Page text>
Ultimately, Apple’s tight control over who distributes its products limits its market reach.

Lastly, Apple is held to a high standard when it comes to creating and distributing products. Apple’s brand carries a high level of prestige. That level of recognition inhibits Apple from taking risks and experimenting freely with new products that could fail.

Now, let’s take a look at opportunities for Apple.

It’s easy to recognize opportunities for improvement, once you consider Apple’s weaknesses. Here’s a list of three we came up with:

  • Expand distribution options.
  • Create new product lines.
  • Technological advancement.

One of Apple’s biggest weaknesses is its distribution network, which, in the name of exclusivity, remains relatively small. If Apple expanded its network and enabled third-party businesses to sell its products, it could reach more people globally, while alleviating some of the stress currently put on in-house employees.

There are also plenty of opportunities for Apple to create new products. Apple could consider creating more affordable products to reach a larger demographic, or spreading out into new industries — Apple self-driving cars, perhaps?

Finally, Apple could continue advancing its products’ technology. Apple can take existing products and refine them, ensuring each product offers as many unique features as possible.

Finally, let’s look at threats to Apple.

Believe it or not, they do exist.

Here are three of Apple’s biggest threats:

  • Tough competition.
  • International issues.

Apple isn’t the only innovative tech company out there, and it continues to face tough competition from Samsung, Google, and other major forces. In fact, Samsung sold more smartphones than Apple did in Q1 of 2022 , shipping 17 million more units than Apple and holding 24% of the market share.

Material>
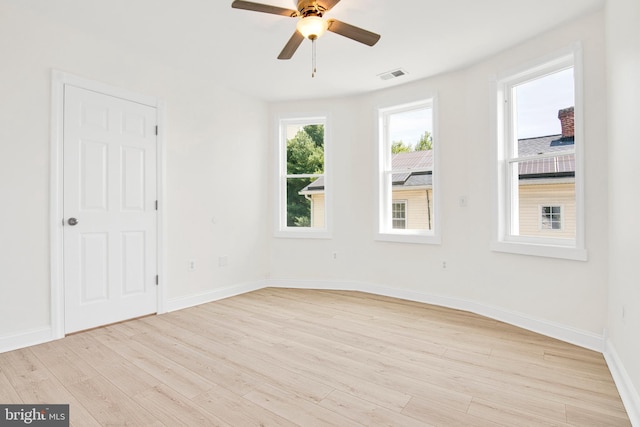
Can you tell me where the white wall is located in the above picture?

To do>
1. In the Apple analysis text, how many more smartphone units did Samsung ship than Apple in Q1 of 2022?
2. Name every opportunity for Apple that appears in the bulleted list of the Apple analysis text.
3. Write the next part of the Apple analysis, starting after its final sentence.
The data play no part in this work.

Results of the tasks>
1. 17 million more units.

2.
- Expand distribution options.
- Create new product lines.
- Technological advancement.

3.
Many of Apple’s weaknesses hinder Apple’s ability to compete with the tech corporations that have more freedom to experiment, or that don’t operate in a closed ecosystem.

A second threat to Apple is lawsuits. Apple has faced plenty of lawsuits, particularly between Apple and Samsung . These lawsuits interfere with Apple’s reputable image and could steer some customers to purchase elsewhere.

Finally, Apple needs to improve its reach internationally. The company isn’t number one in China and doesn’t have a very positive relationship with the Chinese government. In India, which has one of the largest consumer markets in the world, Apple’s market share is low , and the company has trouble bringing stores to India’s market.

If Apple can’t compete globally the way Samsung or Google can, it risks falling behind in the industry.

Starbucks SWOT Analysis

Now that we’ve explored the nuances involved with a SWOT analysis, let’s fill out a SWOT template using Starbucks as an example.

Here’s how we’d fill out a SWOT template if we were Starbucks:

An example SWOT analysis for Starbucks.

Download this Template for Free

Restaurant Small Business SWOT Analysis

Some small business marketers may have difficulty relating to the SWOTs of big brands like Apple and Starbucks. Here’s an example of how a dine-in Thai restaurant might visualize each element.

A SWOT analysis example for a restaurant small business.

Small restaurants can lean into their culinary expertise and service skills to find opportunities for growth and brand awareness. A SWOT analysis can also help identify weaknesses that can be improved, such as menu variation and pricing.

While a restaurant might not be as worried about high-level lawsuits, a small business might be more concerned about competitors or disruptors that might enter the playing field.

Local Boutique SWOT Analysis

In another small business example, let’s take a look at a SWOT analysis for a local boutique.

A SWOT analysis example for a local boutique.

This shop might be well known in its neighborhood, but it also might take time to build an online presence or get its products in an online store.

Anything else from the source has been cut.